## GOAL OF THE EXERCISE
Among the records below, find each line bearing the word "cape" and copy it.

## RECORDS SUPPLIED
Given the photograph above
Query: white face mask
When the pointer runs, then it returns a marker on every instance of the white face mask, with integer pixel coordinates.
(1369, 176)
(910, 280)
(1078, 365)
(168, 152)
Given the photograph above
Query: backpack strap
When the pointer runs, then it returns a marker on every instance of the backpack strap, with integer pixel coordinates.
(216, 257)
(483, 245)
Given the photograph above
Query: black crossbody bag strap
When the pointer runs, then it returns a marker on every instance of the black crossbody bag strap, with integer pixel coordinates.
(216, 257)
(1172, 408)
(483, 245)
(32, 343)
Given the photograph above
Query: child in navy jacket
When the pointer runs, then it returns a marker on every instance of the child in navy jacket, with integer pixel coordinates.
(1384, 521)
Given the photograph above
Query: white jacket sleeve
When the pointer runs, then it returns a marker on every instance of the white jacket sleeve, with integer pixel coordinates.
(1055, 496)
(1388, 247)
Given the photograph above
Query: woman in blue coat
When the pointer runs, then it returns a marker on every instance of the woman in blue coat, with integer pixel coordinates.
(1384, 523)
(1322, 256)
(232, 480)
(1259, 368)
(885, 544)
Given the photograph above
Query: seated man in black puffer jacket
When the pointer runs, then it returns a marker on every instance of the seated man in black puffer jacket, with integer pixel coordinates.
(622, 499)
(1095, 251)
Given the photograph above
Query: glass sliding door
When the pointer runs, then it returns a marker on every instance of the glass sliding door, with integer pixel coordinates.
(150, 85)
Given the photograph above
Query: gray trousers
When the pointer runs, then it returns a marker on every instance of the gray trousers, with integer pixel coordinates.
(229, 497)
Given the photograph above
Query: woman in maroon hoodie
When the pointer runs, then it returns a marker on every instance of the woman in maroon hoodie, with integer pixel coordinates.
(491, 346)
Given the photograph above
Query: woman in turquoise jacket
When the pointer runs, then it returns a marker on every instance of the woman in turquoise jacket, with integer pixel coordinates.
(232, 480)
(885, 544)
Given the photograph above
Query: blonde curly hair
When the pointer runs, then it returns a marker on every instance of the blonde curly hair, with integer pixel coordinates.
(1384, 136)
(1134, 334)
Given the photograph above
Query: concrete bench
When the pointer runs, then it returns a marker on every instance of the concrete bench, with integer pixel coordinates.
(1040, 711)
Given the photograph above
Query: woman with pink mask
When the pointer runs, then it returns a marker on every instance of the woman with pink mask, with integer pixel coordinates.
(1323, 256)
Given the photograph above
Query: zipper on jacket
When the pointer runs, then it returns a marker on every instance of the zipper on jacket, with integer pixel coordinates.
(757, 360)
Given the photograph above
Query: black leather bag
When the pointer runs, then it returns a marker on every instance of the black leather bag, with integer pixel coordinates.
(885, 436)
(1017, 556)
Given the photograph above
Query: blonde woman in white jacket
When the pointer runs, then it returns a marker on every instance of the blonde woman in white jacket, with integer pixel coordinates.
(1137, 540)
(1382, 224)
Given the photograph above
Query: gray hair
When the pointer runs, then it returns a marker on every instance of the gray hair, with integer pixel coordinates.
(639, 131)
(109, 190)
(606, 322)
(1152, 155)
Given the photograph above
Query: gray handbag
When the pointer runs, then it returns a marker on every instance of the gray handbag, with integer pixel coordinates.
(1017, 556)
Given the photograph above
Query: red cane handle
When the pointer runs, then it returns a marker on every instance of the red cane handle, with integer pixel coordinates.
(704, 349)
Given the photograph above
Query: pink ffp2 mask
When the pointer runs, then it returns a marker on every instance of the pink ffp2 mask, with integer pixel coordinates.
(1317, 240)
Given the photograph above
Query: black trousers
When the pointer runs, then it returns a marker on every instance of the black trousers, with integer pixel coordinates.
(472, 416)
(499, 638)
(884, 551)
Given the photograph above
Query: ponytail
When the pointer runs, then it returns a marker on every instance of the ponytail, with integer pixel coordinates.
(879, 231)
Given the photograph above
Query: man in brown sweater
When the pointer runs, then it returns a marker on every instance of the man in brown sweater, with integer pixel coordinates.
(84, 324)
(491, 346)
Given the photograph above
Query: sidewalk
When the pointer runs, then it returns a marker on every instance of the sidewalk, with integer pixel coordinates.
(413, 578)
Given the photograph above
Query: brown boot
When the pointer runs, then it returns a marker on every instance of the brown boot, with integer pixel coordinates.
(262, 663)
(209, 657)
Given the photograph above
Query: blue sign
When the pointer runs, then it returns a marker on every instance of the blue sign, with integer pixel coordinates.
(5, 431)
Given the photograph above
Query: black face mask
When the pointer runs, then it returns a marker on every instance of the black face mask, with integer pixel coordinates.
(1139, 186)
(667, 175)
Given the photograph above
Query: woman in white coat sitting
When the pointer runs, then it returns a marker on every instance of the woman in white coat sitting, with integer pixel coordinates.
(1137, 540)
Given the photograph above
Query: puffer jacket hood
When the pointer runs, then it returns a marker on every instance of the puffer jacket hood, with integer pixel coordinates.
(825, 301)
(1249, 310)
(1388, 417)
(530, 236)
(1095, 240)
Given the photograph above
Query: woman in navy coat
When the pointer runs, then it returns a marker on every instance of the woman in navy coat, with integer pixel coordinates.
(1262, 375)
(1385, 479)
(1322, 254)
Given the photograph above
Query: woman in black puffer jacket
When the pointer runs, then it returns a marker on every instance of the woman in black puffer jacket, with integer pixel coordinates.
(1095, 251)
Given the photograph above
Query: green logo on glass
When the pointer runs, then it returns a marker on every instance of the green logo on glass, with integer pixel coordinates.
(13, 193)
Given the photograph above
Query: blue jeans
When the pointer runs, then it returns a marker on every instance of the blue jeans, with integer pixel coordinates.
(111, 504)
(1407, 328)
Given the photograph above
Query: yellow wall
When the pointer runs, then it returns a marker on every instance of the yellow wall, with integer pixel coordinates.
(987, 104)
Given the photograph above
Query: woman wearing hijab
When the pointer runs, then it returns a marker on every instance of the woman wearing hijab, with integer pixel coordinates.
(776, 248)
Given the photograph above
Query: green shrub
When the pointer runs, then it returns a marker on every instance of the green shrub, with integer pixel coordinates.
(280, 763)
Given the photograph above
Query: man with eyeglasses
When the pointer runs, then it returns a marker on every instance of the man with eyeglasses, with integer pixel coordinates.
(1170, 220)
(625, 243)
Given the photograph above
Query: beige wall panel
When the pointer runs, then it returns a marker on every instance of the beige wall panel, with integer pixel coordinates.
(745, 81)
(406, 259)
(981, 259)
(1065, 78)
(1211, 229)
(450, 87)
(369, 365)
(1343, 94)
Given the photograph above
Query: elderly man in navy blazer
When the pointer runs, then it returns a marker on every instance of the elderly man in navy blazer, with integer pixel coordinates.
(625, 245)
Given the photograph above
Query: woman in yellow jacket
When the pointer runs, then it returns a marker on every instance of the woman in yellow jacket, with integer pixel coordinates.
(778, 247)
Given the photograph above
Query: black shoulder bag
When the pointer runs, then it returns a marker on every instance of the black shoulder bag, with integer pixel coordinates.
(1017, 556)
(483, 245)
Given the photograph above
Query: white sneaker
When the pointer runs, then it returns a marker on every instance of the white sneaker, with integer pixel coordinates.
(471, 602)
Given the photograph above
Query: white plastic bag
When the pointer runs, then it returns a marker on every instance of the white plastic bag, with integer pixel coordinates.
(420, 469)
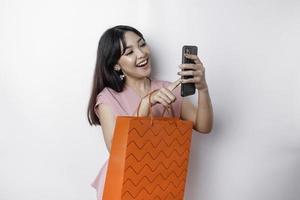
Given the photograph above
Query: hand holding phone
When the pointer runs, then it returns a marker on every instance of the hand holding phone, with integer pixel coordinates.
(188, 88)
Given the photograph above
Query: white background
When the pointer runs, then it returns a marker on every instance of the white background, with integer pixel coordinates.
(249, 49)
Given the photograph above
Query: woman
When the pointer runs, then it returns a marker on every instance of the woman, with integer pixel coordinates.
(122, 80)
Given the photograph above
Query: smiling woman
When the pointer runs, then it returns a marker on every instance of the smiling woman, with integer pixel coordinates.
(122, 80)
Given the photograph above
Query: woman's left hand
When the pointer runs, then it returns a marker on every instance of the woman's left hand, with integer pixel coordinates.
(196, 70)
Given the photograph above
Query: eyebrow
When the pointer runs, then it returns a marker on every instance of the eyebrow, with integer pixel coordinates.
(127, 47)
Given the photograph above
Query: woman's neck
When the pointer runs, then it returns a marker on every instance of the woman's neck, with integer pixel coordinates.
(140, 86)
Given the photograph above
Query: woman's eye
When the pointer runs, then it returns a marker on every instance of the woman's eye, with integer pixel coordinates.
(130, 52)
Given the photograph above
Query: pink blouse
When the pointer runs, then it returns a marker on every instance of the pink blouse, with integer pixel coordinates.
(126, 103)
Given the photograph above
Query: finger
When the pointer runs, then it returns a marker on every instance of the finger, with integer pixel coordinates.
(173, 85)
(191, 66)
(191, 80)
(193, 57)
(162, 101)
(166, 97)
(168, 94)
(190, 73)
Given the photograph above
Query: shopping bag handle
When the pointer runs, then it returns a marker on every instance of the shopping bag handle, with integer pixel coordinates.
(150, 107)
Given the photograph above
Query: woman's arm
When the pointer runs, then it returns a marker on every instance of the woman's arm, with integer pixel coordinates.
(107, 120)
(163, 96)
(202, 115)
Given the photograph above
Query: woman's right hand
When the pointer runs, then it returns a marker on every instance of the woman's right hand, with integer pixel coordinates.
(164, 95)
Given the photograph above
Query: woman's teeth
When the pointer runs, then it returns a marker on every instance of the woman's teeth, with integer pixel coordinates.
(143, 63)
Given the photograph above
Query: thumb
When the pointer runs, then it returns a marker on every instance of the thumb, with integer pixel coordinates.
(174, 84)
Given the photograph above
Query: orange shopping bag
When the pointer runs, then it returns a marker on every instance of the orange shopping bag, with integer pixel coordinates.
(149, 158)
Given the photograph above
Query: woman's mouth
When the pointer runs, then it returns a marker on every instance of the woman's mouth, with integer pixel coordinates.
(143, 63)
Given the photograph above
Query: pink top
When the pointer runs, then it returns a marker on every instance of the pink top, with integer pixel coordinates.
(126, 103)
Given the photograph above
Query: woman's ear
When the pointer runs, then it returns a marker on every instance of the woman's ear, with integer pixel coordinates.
(117, 68)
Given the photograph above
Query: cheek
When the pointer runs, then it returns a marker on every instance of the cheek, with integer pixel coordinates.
(127, 62)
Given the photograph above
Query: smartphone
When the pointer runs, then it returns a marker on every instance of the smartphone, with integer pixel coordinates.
(188, 88)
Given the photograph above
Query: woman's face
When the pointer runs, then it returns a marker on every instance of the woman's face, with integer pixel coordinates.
(135, 61)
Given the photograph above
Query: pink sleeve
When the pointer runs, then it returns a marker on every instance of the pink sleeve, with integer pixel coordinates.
(104, 98)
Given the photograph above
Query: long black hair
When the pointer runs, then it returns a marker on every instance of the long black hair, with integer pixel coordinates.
(108, 54)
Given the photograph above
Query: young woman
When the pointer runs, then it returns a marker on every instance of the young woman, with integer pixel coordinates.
(122, 80)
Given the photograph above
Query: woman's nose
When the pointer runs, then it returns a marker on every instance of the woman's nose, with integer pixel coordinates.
(140, 53)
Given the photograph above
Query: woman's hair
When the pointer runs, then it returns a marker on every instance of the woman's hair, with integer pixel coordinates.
(108, 54)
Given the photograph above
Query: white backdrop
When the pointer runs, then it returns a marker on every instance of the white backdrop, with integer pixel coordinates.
(249, 49)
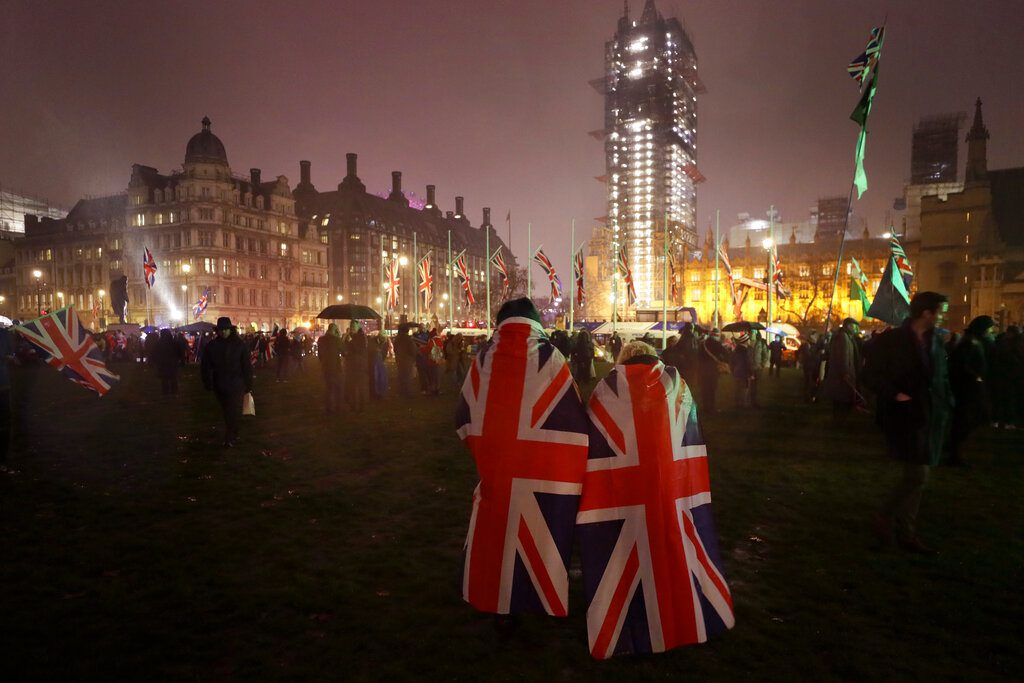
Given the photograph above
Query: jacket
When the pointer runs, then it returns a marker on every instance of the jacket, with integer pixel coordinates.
(226, 366)
(913, 429)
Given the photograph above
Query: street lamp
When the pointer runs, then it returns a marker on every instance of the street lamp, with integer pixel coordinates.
(39, 301)
(185, 268)
(768, 244)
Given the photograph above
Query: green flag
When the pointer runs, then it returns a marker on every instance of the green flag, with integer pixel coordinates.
(858, 285)
(859, 116)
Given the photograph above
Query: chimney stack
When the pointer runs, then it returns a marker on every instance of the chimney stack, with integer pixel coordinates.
(351, 180)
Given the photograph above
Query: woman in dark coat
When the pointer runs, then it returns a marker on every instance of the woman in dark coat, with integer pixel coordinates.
(969, 378)
(167, 357)
(583, 356)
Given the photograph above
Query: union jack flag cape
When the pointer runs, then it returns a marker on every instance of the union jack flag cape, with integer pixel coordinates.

## TASK RESPONSE
Query: union jack flag cape
When the pointer runs, then it returns a marker on every instance of the union jack flag cape, with integer pixel coordinates.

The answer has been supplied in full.